--- BEGIN ---

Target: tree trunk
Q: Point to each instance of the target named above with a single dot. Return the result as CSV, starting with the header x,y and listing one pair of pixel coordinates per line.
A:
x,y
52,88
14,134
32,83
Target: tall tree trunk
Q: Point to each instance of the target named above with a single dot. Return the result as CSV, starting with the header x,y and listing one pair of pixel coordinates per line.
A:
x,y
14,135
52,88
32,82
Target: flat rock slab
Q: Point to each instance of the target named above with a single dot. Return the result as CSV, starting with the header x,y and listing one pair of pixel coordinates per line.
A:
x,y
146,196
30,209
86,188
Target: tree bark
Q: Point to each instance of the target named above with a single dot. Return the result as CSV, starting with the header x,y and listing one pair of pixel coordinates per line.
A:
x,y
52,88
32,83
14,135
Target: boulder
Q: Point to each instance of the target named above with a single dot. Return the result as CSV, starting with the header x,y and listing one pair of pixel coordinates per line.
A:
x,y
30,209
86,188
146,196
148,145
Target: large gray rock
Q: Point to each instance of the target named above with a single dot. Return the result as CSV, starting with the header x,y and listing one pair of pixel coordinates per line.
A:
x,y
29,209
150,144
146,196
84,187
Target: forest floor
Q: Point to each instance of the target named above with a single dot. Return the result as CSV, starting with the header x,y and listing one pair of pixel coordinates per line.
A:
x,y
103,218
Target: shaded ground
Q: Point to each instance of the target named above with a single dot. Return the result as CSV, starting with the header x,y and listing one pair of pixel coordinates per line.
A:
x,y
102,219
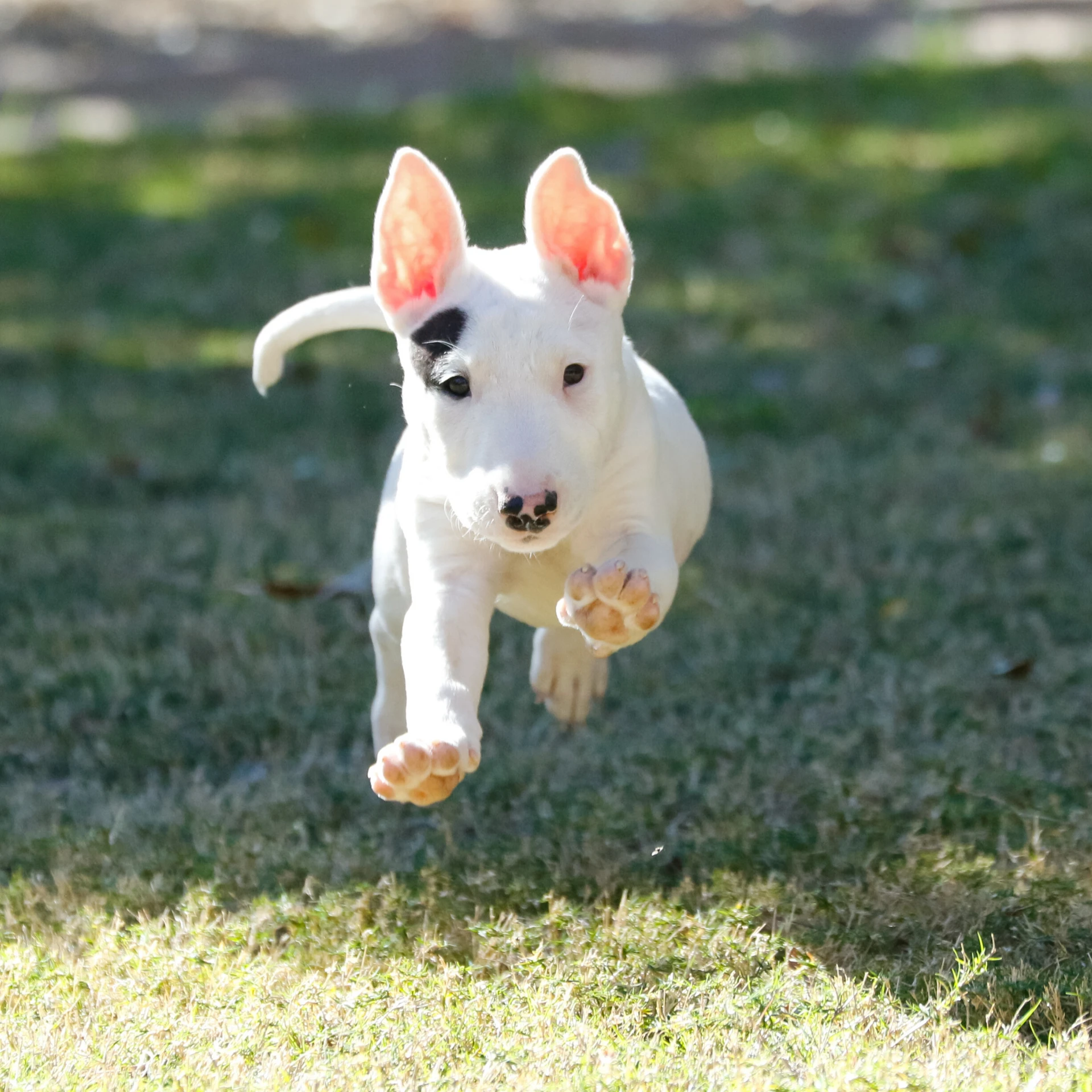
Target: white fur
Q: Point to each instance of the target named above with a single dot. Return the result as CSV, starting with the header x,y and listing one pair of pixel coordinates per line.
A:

--- END ---

Problem details: Copy the records from the line containing "Target: tree bark" through the end, inclusive, with the requests, and shift every pixel coordinate in the answers by adding 94 to it. Leave out the pictures.

Reply:
Target: tree bark
Q: Point to each instance of the target named above with a single dot. Return the result as CSV, starting with the header x,y and listing one pair of pixel coordinates per line.
A:
x,y
146,182
126,177
108,229
Target: boulder
Q: Point to each instance of the target named above with a single dot. Return the result as CSV, starting with the header x,y and listing one pair of pixel coordinates per line.
A:
x,y
124,303
180,282
240,290
242,239
Target: large gray rock
Q: Point to each instance of the target named above with a single dot. Return the result as CSV, starting with the header x,y and listing one pair of pixel coordinates per line.
A:
x,y
123,303
244,238
240,290
178,281
Target: forest floor
Q: Point to each instance of the target named above with a single dot. Return the result as CSV, starting with the header x,y and listing one pair of pixel coordinates per line.
A:
x,y
197,312
Target: shaded ground
Q: Point to each instance of the target named above with a single dot. Return the result as CSV, starting with the header x,y and listing one pair of pixel coordinates per line.
A:
x,y
196,313
Target: white fur
Q: Point to each instance of the target named above with a single dot. Return the result as CSV, starting with the header x,y and listing one pair of pixel coordinates per line.
A:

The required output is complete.